When a line of the entries contains "with", please list that line.

╔══

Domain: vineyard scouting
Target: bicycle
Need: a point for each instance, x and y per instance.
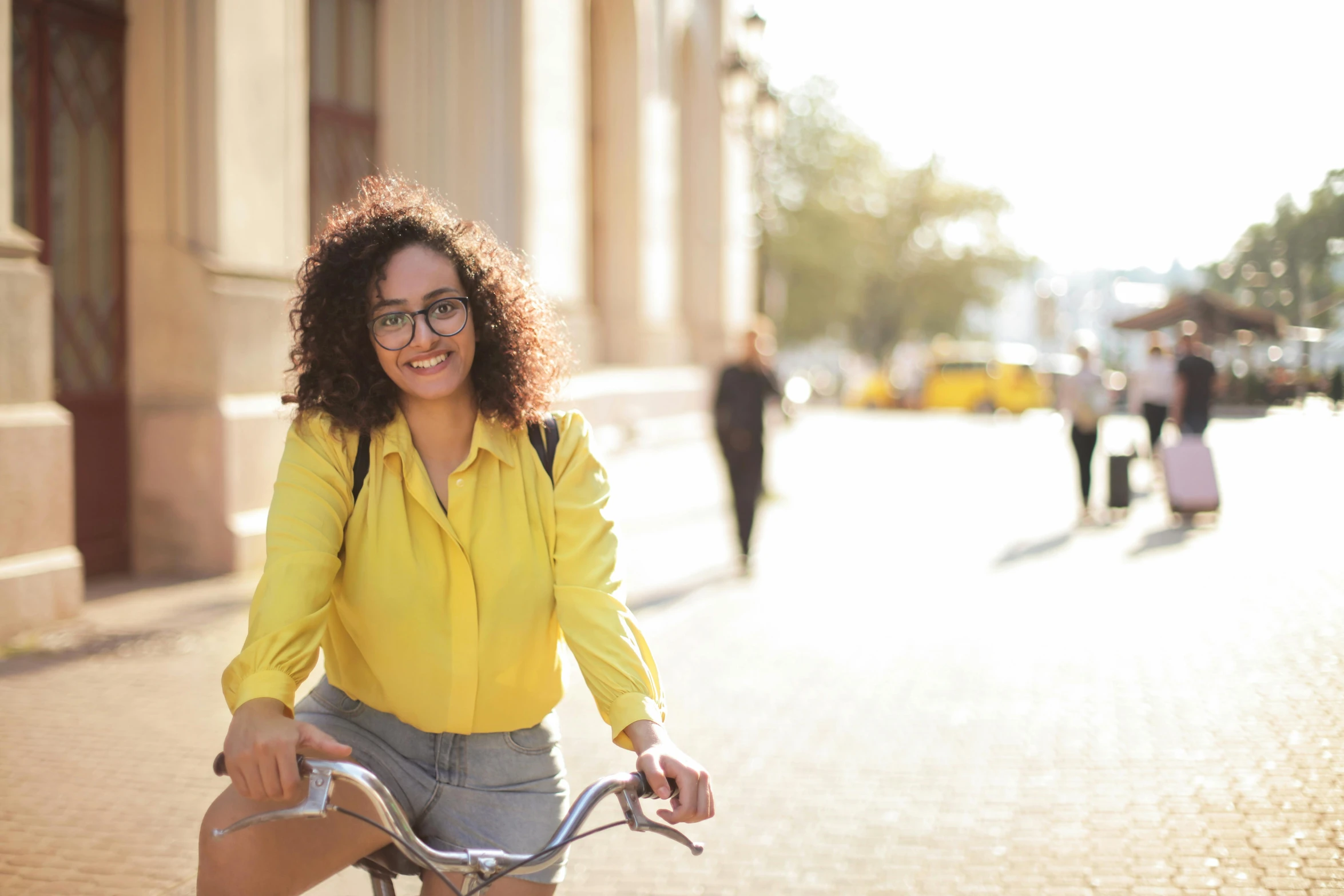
(479, 867)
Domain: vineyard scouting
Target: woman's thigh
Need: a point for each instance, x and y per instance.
(280, 858)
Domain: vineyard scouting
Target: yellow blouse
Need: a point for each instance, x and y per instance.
(450, 621)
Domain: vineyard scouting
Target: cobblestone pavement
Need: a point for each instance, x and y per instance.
(933, 683)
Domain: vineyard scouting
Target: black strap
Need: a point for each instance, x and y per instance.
(360, 464)
(546, 444)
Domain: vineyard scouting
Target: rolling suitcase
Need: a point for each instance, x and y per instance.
(1191, 485)
(1119, 491)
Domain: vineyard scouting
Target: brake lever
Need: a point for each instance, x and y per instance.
(315, 805)
(636, 818)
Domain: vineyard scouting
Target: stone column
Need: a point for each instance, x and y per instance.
(486, 102)
(635, 175)
(217, 186)
(718, 221)
(41, 570)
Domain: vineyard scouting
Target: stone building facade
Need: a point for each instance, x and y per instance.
(170, 160)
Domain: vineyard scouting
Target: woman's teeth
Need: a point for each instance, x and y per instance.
(431, 362)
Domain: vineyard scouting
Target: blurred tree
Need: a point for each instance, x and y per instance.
(865, 245)
(1293, 264)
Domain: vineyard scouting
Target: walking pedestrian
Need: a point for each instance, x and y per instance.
(435, 531)
(1152, 390)
(1085, 399)
(1195, 376)
(739, 424)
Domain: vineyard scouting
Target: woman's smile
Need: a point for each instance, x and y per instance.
(431, 363)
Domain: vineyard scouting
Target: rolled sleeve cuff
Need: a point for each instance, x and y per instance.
(271, 683)
(628, 708)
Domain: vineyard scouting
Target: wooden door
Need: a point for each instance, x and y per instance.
(67, 118)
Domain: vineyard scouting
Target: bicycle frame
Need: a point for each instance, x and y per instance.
(482, 863)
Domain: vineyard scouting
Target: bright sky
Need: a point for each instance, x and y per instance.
(1123, 133)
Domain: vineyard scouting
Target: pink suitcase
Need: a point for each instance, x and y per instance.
(1191, 485)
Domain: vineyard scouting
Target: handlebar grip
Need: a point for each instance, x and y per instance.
(222, 768)
(646, 791)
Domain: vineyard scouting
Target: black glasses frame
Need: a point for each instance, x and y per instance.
(467, 314)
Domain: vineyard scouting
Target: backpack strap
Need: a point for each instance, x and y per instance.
(546, 443)
(360, 464)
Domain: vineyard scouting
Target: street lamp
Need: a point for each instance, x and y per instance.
(753, 35)
(739, 83)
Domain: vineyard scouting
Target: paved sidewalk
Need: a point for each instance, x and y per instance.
(933, 684)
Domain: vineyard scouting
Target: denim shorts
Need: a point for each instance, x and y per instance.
(504, 790)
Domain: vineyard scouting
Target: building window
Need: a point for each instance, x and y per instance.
(343, 128)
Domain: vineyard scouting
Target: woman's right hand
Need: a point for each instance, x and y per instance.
(263, 744)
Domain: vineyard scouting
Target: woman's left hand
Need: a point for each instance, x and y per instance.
(661, 759)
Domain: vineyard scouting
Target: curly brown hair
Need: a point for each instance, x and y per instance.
(520, 352)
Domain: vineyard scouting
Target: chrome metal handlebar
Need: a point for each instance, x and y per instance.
(323, 773)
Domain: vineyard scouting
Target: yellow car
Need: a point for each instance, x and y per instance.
(979, 376)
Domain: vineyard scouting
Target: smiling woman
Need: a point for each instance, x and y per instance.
(439, 578)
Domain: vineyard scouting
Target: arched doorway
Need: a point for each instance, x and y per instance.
(67, 155)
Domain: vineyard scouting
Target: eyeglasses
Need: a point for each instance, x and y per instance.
(397, 329)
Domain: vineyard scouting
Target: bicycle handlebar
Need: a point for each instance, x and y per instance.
(321, 773)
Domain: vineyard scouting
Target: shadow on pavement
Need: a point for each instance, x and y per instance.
(1168, 537)
(674, 593)
(78, 643)
(1024, 550)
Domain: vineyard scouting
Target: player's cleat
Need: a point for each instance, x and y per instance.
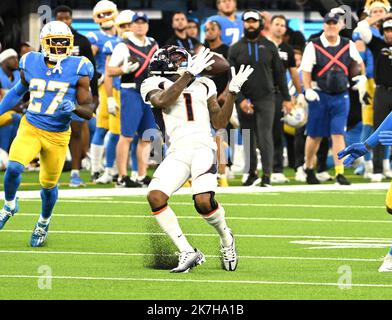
(188, 260)
(300, 174)
(387, 264)
(187, 184)
(252, 180)
(279, 178)
(229, 255)
(323, 176)
(39, 236)
(105, 178)
(311, 177)
(76, 181)
(127, 182)
(342, 180)
(265, 181)
(222, 181)
(145, 181)
(377, 177)
(7, 213)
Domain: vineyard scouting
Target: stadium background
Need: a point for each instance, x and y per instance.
(20, 21)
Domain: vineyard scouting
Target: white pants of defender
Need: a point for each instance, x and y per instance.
(182, 164)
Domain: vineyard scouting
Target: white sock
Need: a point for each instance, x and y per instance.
(386, 165)
(43, 221)
(167, 220)
(10, 204)
(217, 220)
(96, 152)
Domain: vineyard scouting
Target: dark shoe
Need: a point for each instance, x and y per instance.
(145, 182)
(311, 177)
(251, 181)
(126, 182)
(342, 180)
(265, 181)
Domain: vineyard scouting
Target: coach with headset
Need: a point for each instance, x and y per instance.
(256, 101)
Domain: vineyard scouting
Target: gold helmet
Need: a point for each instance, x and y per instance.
(125, 17)
(370, 4)
(104, 13)
(57, 41)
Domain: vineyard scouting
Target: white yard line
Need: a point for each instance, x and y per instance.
(217, 281)
(200, 235)
(190, 203)
(126, 254)
(146, 216)
(85, 193)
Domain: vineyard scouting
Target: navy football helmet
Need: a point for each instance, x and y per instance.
(167, 60)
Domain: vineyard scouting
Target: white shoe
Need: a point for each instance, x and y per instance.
(387, 264)
(323, 176)
(106, 178)
(188, 260)
(377, 177)
(279, 178)
(300, 174)
(229, 256)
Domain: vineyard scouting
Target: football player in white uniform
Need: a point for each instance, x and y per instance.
(189, 106)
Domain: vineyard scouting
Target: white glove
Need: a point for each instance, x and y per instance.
(130, 67)
(311, 95)
(200, 62)
(360, 86)
(237, 80)
(112, 106)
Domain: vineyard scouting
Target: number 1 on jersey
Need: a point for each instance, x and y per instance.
(188, 104)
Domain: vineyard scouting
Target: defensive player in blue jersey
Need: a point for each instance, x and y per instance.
(102, 42)
(230, 22)
(382, 135)
(59, 86)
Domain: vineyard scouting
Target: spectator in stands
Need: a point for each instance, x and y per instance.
(325, 69)
(256, 101)
(180, 37)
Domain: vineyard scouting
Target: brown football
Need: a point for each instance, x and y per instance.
(220, 65)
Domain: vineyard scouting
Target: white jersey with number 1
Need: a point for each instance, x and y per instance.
(187, 121)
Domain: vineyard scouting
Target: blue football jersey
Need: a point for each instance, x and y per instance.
(232, 31)
(48, 88)
(5, 82)
(99, 39)
(108, 50)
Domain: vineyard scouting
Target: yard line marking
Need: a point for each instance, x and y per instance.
(217, 281)
(190, 203)
(126, 254)
(199, 235)
(125, 216)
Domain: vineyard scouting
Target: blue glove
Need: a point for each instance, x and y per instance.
(385, 138)
(66, 107)
(355, 151)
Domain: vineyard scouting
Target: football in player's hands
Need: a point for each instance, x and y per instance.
(220, 66)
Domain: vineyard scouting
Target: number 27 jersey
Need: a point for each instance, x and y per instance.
(187, 121)
(49, 88)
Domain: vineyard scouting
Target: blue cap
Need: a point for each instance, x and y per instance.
(331, 17)
(140, 15)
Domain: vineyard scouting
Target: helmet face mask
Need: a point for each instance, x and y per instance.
(57, 41)
(168, 60)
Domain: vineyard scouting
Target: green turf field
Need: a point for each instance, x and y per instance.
(299, 245)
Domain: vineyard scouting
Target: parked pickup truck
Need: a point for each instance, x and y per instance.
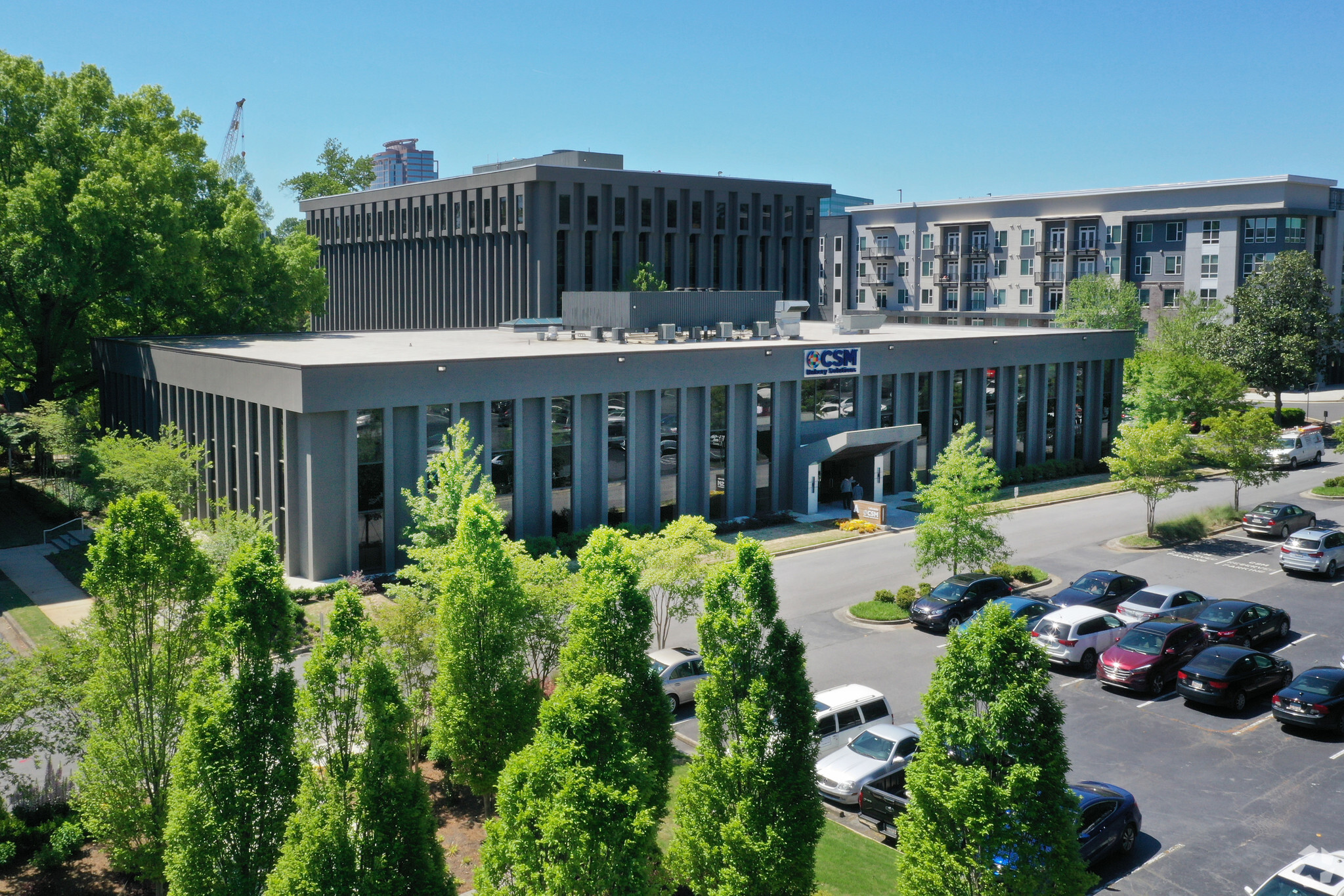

╚══

● **Response for this exercise**:
Target: coach with headset
Target: white jersey with number 1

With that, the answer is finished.